What is expected: The entries that follow must be given again exactly, with the pictures excluded.

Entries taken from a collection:
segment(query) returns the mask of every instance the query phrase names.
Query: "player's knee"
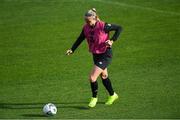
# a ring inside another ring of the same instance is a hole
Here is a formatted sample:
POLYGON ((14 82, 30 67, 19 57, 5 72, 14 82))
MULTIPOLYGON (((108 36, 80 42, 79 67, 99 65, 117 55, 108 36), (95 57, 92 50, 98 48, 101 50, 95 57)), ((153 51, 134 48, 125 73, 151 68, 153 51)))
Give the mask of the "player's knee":
POLYGON ((101 78, 102 78, 102 79, 108 78, 108 74, 101 74, 101 78))
POLYGON ((97 80, 97 77, 93 76, 93 75, 90 75, 89 80, 90 80, 90 82, 95 82, 97 80))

Solution to the exercise:
segment(query) returns the mask of every instance the query phrase names.
Query: "player's knee"
# a ring inside another ring of the same instance is a hole
Here is a formatted sample:
POLYGON ((14 82, 30 67, 19 57, 5 72, 14 82))
MULTIPOLYGON (((108 36, 80 42, 79 67, 99 65, 117 55, 108 36), (95 57, 92 50, 98 48, 101 50, 95 57)), ((153 51, 134 48, 125 73, 151 68, 153 51)))
Give the mask of the "player's knee":
POLYGON ((101 78, 102 78, 102 79, 108 78, 108 74, 101 74, 101 78))
POLYGON ((97 80, 97 77, 93 76, 93 75, 90 75, 89 80, 90 80, 90 82, 95 82, 97 80))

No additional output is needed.